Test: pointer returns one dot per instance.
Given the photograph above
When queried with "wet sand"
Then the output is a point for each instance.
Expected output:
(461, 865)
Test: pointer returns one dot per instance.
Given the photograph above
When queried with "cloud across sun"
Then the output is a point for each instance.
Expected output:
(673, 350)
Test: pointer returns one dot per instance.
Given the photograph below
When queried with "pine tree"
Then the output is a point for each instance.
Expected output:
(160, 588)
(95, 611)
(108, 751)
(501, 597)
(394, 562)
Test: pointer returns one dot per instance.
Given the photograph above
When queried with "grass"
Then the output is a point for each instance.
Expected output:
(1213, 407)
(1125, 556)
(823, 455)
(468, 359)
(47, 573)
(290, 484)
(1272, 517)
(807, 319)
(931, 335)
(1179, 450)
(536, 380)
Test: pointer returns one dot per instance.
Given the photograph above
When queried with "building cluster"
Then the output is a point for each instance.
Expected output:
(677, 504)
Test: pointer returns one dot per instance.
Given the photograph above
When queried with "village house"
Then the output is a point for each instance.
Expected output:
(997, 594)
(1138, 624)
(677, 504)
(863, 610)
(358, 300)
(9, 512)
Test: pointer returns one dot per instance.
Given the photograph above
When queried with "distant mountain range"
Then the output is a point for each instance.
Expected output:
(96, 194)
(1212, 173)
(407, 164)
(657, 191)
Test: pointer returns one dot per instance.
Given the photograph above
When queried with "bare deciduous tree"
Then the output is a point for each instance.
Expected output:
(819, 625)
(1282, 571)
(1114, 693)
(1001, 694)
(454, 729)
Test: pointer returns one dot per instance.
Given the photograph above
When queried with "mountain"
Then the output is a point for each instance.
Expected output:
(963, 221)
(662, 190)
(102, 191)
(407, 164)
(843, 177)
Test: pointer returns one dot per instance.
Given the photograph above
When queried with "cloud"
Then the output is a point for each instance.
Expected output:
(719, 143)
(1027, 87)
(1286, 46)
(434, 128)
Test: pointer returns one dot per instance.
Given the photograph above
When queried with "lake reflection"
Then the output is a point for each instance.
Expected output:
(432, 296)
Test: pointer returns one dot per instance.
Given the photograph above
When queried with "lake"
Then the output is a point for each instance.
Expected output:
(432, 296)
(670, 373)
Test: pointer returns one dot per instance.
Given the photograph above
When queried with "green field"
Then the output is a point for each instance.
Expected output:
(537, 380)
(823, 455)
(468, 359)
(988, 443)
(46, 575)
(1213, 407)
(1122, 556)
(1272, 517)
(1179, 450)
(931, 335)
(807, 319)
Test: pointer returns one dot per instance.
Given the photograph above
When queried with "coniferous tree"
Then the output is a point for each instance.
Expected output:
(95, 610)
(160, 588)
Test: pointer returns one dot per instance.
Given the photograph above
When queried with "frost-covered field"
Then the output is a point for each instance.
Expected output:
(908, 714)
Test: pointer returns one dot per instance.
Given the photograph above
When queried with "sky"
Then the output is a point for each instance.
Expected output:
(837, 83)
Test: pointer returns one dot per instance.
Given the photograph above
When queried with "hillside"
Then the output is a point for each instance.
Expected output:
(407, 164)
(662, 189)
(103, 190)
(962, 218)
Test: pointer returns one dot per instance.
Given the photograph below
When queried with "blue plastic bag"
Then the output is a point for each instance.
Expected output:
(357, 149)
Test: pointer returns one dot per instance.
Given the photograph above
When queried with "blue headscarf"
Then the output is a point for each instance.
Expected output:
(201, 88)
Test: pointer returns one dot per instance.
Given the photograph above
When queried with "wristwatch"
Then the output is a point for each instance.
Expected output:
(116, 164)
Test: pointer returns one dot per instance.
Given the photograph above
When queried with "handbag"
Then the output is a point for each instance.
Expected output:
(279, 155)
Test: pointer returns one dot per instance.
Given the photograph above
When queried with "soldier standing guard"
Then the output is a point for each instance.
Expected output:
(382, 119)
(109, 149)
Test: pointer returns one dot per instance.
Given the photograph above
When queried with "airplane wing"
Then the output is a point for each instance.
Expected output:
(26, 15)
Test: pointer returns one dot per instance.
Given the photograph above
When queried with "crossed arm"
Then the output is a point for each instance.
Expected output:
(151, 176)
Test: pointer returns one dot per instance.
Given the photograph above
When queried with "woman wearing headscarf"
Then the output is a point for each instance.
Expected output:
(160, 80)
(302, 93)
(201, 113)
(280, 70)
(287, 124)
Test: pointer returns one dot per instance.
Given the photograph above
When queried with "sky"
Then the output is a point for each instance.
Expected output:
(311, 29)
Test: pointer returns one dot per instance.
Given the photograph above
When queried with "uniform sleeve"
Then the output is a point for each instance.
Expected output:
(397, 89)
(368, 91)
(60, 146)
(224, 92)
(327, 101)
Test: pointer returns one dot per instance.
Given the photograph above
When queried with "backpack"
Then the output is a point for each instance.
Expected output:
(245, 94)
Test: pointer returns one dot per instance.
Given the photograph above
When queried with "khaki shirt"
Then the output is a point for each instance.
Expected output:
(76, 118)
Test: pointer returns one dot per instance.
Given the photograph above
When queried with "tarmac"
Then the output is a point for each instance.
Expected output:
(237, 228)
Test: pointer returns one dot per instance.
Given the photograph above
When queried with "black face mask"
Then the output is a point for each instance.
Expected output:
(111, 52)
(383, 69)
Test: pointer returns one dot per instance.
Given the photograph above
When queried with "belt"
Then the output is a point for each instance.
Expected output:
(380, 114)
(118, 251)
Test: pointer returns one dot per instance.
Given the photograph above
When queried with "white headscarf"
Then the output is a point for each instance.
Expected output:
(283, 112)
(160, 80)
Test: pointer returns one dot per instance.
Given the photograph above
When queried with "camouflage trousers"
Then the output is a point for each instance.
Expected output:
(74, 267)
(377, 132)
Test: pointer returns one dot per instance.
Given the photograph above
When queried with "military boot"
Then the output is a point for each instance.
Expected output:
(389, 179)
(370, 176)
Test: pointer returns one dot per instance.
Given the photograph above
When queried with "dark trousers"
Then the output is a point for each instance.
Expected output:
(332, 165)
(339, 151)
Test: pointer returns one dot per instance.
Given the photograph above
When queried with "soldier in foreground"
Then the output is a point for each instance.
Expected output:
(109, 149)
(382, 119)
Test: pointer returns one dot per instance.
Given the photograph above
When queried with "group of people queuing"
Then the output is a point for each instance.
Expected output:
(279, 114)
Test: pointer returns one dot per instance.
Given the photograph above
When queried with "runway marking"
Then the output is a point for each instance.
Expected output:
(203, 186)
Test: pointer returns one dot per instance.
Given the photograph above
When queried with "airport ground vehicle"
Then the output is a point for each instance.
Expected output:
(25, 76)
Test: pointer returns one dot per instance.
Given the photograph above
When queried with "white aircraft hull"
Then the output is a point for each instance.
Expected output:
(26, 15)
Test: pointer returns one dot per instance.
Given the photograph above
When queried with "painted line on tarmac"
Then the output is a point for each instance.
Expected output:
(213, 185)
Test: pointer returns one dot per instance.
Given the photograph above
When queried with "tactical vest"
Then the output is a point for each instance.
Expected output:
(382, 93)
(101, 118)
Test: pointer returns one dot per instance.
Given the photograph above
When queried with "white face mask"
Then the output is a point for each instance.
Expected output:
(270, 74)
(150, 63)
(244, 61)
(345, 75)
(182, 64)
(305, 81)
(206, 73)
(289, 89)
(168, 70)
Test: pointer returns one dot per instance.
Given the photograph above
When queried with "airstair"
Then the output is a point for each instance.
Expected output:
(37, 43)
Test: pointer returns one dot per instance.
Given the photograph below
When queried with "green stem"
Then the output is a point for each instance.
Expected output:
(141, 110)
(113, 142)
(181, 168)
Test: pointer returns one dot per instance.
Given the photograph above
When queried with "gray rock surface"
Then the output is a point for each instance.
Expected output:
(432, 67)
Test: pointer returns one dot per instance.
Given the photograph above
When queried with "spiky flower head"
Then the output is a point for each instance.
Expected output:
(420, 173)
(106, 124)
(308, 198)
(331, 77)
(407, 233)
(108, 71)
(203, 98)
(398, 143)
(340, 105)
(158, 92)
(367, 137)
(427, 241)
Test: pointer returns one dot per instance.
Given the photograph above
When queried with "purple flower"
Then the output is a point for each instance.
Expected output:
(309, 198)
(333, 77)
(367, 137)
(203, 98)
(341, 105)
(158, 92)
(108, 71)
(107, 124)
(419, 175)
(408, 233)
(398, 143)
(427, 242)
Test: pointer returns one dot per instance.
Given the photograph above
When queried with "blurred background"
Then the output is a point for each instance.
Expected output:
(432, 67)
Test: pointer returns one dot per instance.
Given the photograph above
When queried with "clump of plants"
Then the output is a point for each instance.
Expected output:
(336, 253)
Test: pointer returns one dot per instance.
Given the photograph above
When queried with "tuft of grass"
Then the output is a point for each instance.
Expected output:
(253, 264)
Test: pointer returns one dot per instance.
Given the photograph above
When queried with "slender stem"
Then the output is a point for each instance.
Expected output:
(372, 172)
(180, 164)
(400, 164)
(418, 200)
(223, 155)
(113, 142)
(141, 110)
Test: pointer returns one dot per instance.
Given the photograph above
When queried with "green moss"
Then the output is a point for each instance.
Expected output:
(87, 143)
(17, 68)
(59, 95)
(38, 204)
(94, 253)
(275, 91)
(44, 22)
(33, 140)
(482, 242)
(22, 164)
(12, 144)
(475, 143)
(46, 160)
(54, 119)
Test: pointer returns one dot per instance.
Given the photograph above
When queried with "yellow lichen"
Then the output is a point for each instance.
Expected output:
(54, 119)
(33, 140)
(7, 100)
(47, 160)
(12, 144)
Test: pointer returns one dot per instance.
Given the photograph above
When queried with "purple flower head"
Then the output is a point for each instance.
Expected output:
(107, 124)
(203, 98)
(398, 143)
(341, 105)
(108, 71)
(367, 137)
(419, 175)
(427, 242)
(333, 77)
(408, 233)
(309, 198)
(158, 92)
:::::
How many lines in the records above contain the word "purple"? Reply with the number alone.

2